--- Selected text Enclosed Below ---

Gravity and Other Myths is an acrobatic contemporary circus troupe based in Adelaide, South Australia, founded in 2009.

Characteristics 
Gravity and Other Myths was formed by a group of students participating in the Australian Cirkidz program in 2009.

Unlike many circus acts, Gravity and Other Myths' artists do not hide the intense physical effort of their acts, instead highlighting the effort to comedic effect. During some acts there is a close contact with the audience which sits or stands around the stage, and the atmosphere between acts is informal. The performances include traditional circus skills such as acrobatics, juggling, and clowning, but combine these with elements of dance and theatre. 

The group has appeared at festivals and theatres in Australia, including the Adelaide Festival of the Arts, as well as touring to many countries. It rotates through a changing repertoire of shows.

--- End of Enclosed Selected text ---
--- Supplied records Enclosed Below ---

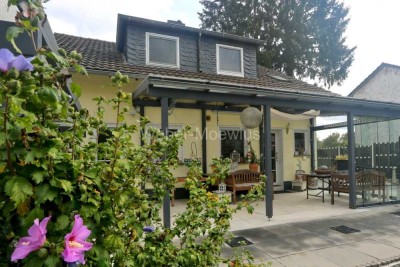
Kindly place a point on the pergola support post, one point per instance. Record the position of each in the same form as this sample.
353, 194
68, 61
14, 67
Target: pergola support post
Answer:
268, 161
312, 144
164, 129
352, 160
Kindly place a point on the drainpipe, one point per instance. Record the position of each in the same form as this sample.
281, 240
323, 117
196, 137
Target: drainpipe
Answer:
198, 53
352, 154
268, 161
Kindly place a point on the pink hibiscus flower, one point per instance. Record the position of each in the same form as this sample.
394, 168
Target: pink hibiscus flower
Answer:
75, 244
35, 240
9, 61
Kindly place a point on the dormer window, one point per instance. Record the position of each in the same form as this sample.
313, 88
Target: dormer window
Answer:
162, 50
230, 60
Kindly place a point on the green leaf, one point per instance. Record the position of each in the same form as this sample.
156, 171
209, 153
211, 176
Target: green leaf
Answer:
32, 215
18, 189
58, 59
66, 185
45, 192
12, 33
2, 138
62, 222
81, 69
52, 261
48, 95
114, 242
76, 89
38, 176
34, 262
88, 210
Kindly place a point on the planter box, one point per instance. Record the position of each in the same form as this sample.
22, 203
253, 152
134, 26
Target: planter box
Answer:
342, 165
299, 186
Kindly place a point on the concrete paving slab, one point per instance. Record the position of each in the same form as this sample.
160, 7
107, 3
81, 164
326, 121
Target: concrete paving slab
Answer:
345, 256
392, 240
374, 248
306, 259
291, 244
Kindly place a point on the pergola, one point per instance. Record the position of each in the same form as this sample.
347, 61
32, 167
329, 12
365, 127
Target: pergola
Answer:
157, 90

--- End of Enclosed Supplied records ---

## What is expected
Answer these questions from the text about Gravity and Other Myths:
(a) In which city and state is the troupe based?
(b) In which program were the students who formed the group participating?
(c) Which elements does the troupe combine with its traditional circus skills?
The material has no connection to the text about Gravity and Other Myths.

## Expected output
(a) Adelaide, South Australia.
(b) The Australian Cirkidz program.
(c) Elements of dance and theatre.